* [Aim of the exercise] Rewrite these lines with every "oval mirror" changed to "round mirror", leaving everything else the same.

* [Given information]
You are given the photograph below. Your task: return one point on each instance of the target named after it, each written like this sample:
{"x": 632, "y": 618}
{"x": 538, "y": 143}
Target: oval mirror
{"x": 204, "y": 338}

* [Result of this exercise]
You are given the photograph below. Your task: return one point on each instance of the target named after it, each written like this sample:
{"x": 632, "y": 618}
{"x": 538, "y": 143}
Target: round mirror
{"x": 204, "y": 338}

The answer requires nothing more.